● TEXTE À ÉTUDIER:
▼
Un ministère ne suffit pas…

Les mois de mai et juin 2011 avaient été marqués par « l’affaire Strauss Kahn » et sa ribambelle de propos sexistes -comme celui d’Yvan Levaï le 6 octobre sur France Inter : « pour un viol, il faut un couteau,
un pistolet, etc…» – démontrant la masse de travail qui nous reste à faire en matière de prévention
et d’éducation contre les violences sexistes et sexuelles. En juin 2012, malgré l’existence d’un gouvernement paritaire, les réflexes sexistes sont toujours bien présents comme celui d’Yves Calvi,
trouvant François Hollande « très embarrassé quand il faut mettre une petite tape sur les fesses de Cécile Duflot ».

Le sexisme ordinaire, quotidien, les violences faites aux femmes n’ont pas disparu, et l’annulation de la Loi sur le harcèlement sexuel par le Conseil constitutionnel aura été un coup directement porté aux victimes. Le chantier des droits des femmes s’avérait donc aussi immense qu’on le pensait, mais si, depuis le 6 mai, des décisions politiques ont été prises, à part la proposition de Loi sur la harcèlement qui semble aller de soi, rien de nouveau sous le soleil du gouvernement Hollande.

Hors champs

Si un Ministère des Droits des femmes était une revendication du mouvement féministe, il ne peut être à lui seul, garant de leurs droits. La composition des cabinets ministériels est là pour rappeler que la parité, si elle s’instaure au niveau du gouvernement, n’est en tous cas pas une préoccupation majeure pour la composition des équipes : « Sur 140 directeurs, directeurs adjoints et chefs de cabinets, seules 38 femmes ont été nommées, dont 5 directrices de cabinet sur 34 directeurs (soit 15% d’entre eux), 4 directrices adjointes sur 18 (soit 22% d’entre eux), 5 chefs de cabinet sur 30 (soit 16% d’entre eux) et une femme sur 9 conseillers spéciaux. Pour les directeurs de cabinets, ces chiffres sont pires que ceux de la représentation féminine actuelle à l’Assemblée nationale. » (1)
▲
● DONNÉES À EXAMINER:
▼
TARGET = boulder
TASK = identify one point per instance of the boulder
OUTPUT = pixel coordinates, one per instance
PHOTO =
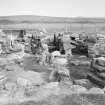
(81, 82)
(101, 75)
(78, 89)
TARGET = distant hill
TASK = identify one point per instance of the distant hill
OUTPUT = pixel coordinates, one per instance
(45, 19)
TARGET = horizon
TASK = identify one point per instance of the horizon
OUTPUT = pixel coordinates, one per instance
(53, 8)
(50, 16)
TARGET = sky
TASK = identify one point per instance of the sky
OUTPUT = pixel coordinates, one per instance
(56, 8)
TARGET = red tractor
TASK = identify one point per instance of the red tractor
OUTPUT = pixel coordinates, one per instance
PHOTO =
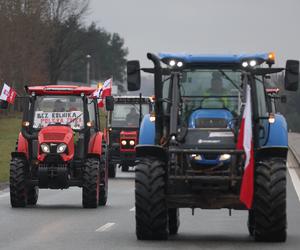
▲
● CE QUE VOUS FEREZ:
1/ D'après le texte sur les droits des femmes, quelle institution a annulé la loi sur le harcèlement sexuel ?
2/ Traduisez en anglais cette phrase du texte sur les droits des femmes : « Si un Ministère des Droits des femmes était une revendication du mouvement féministe, il ne peut être à lui seul, garant de leurs droits. »
3/ Relevez toutes les personnes nommées dans le texte sur les droits des femmes.

● RÉPONSES ATTENDUES:
1/ Le Conseil constitutionnel.

2/ Although a Ministry of Women's Rights was a demand of the feminist movement, it cannot by itself be the guarantor of their rights.

3/ Strauss Kahn, Yvan Levaï, Yves Calvi, François Hollande, Cécile Duflot